──────── Provided entries ────────

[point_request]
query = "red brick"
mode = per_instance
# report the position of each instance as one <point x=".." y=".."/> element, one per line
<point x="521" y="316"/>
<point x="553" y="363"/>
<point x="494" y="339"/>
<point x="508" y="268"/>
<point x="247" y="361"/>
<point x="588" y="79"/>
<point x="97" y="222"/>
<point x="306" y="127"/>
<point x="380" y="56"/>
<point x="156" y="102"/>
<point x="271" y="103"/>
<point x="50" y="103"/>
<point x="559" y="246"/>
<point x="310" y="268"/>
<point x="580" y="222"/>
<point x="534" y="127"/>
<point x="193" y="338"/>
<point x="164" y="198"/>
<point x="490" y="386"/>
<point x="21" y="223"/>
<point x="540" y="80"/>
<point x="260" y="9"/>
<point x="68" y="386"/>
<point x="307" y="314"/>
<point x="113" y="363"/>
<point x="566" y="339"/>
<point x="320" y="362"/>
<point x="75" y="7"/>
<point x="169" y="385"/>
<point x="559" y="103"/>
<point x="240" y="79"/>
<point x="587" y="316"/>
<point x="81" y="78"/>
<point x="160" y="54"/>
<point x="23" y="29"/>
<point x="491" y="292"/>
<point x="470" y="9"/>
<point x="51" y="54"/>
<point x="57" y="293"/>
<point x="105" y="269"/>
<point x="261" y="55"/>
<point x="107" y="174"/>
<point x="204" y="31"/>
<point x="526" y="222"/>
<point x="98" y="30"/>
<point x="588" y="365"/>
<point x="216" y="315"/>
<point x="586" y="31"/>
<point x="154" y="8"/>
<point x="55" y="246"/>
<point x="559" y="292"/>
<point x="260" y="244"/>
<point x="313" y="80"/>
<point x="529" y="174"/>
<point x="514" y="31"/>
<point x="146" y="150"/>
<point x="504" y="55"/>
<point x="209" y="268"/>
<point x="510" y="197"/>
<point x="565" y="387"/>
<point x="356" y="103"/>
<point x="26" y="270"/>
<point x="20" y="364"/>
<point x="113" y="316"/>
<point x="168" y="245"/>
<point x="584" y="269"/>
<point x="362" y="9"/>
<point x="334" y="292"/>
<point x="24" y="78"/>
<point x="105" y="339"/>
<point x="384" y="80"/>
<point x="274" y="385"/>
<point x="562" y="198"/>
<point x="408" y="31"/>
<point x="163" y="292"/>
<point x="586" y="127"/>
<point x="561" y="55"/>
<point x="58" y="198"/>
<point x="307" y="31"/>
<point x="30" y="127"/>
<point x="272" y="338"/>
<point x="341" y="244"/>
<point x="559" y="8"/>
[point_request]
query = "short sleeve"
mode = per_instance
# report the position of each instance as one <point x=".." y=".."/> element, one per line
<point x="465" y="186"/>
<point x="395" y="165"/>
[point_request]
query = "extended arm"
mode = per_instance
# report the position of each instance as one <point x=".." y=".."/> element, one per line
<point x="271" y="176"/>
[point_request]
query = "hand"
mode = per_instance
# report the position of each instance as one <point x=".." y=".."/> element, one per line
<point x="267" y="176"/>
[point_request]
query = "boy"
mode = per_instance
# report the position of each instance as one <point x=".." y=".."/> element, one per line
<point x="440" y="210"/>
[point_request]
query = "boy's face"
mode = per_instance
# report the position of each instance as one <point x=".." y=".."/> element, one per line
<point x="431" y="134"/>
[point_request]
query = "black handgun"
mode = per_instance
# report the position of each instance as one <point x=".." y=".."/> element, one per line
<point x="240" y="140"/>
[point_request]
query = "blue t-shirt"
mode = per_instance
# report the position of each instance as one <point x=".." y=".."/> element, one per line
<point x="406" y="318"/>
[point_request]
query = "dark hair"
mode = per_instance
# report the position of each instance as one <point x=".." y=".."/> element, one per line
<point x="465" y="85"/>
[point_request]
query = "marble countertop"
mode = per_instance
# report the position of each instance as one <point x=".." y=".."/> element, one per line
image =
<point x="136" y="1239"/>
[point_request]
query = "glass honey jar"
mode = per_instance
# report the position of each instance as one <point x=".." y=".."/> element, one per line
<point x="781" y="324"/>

────────

### Your goal
Your answer must be every record above, set down exactly as written.

### Exercise output
[point_request]
query = "red brick"
mode = per_instance
# report the position of each instance as one <point x=".." y=".."/> element, one per line
<point x="521" y="316"/>
<point x="553" y="363"/>
<point x="494" y="339"/>
<point x="508" y="268"/>
<point x="247" y="361"/>
<point x="588" y="79"/>
<point x="97" y="222"/>
<point x="306" y="127"/>
<point x="380" y="56"/>
<point x="156" y="102"/>
<point x="271" y="103"/>
<point x="50" y="103"/>
<point x="559" y="246"/>
<point x="310" y="268"/>
<point x="580" y="222"/>
<point x="534" y="127"/>
<point x="193" y="338"/>
<point x="164" y="198"/>
<point x="490" y="386"/>
<point x="21" y="223"/>
<point x="540" y="80"/>
<point x="260" y="9"/>
<point x="68" y="386"/>
<point x="307" y="314"/>
<point x="113" y="363"/>
<point x="566" y="339"/>
<point x="320" y="362"/>
<point x="75" y="7"/>
<point x="169" y="385"/>
<point x="559" y="103"/>
<point x="240" y="79"/>
<point x="587" y="316"/>
<point x="81" y="78"/>
<point x="160" y="54"/>
<point x="23" y="29"/>
<point x="491" y="292"/>
<point x="470" y="9"/>
<point x="51" y="54"/>
<point x="57" y="293"/>
<point x="105" y="269"/>
<point x="261" y="55"/>
<point x="107" y="174"/>
<point x="204" y="31"/>
<point x="526" y="222"/>
<point x="98" y="30"/>
<point x="588" y="365"/>
<point x="216" y="315"/>
<point x="586" y="31"/>
<point x="154" y="8"/>
<point x="55" y="246"/>
<point x="559" y="292"/>
<point x="260" y="244"/>
<point x="313" y="80"/>
<point x="529" y="174"/>
<point x="514" y="31"/>
<point x="146" y="150"/>
<point x="504" y="55"/>
<point x="209" y="268"/>
<point x="510" y="197"/>
<point x="565" y="387"/>
<point x="356" y="103"/>
<point x="26" y="270"/>
<point x="20" y="364"/>
<point x="113" y="316"/>
<point x="168" y="245"/>
<point x="584" y="269"/>
<point x="362" y="9"/>
<point x="334" y="292"/>
<point x="24" y="78"/>
<point x="105" y="339"/>
<point x="384" y="80"/>
<point x="274" y="385"/>
<point x="562" y="198"/>
<point x="408" y="31"/>
<point x="163" y="292"/>
<point x="586" y="127"/>
<point x="561" y="55"/>
<point x="58" y="198"/>
<point x="307" y="31"/>
<point x="30" y="127"/>
<point x="272" y="338"/>
<point x="341" y="244"/>
<point x="559" y="8"/>
[point_request]
query = "short sleeve"
mode = per_instance
# report the position of each instance as one <point x=".." y=".."/> element, one per line
<point x="465" y="186"/>
<point x="395" y="165"/>
[point_request]
query = "extended arm"
mode = per_instance
# report the position of each instance as one <point x=".." y=".."/> element, one per line
<point x="271" y="176"/>
[point_request]
query = "hand"
mode = per_instance
# report the position of each instance as one <point x=".." y=".."/> element, one per line
<point x="267" y="176"/>
[point_request]
query = "boy"
mode = per_instance
# report the position of each instance as one <point x=".." y=".."/> element, one per line
<point x="440" y="210"/>
[point_request]
query = "boy's face"
mode = per_instance
# report the position of each instance as one <point x=".." y=".."/> element, one per line
<point x="431" y="134"/>
[point_request]
query = "black handgun"
mode = per_instance
# report the position of each instance as one <point x=".." y=".."/> element, one per line
<point x="240" y="140"/>
[point_request]
query = "blue t-shirt"
mode = per_instance
# report the position of each instance as one <point x=".." y=".."/> element, one per line
<point x="406" y="318"/>
[point_request]
query = "dark hair"
mode = per_instance
# report the position of each instance as one <point x=".." y=".."/> element, one per line
<point x="465" y="85"/>
[point_request]
query = "marble countertop"
mode = per_instance
# report the position of each instance as one <point x=".." y=".."/> element, one per line
image =
<point x="136" y="1239"/>
[point_request]
query = "glass honey jar"
mode = per_instance
# report the position of each instance as one <point x=".." y=".."/> element, one per line
<point x="781" y="324"/>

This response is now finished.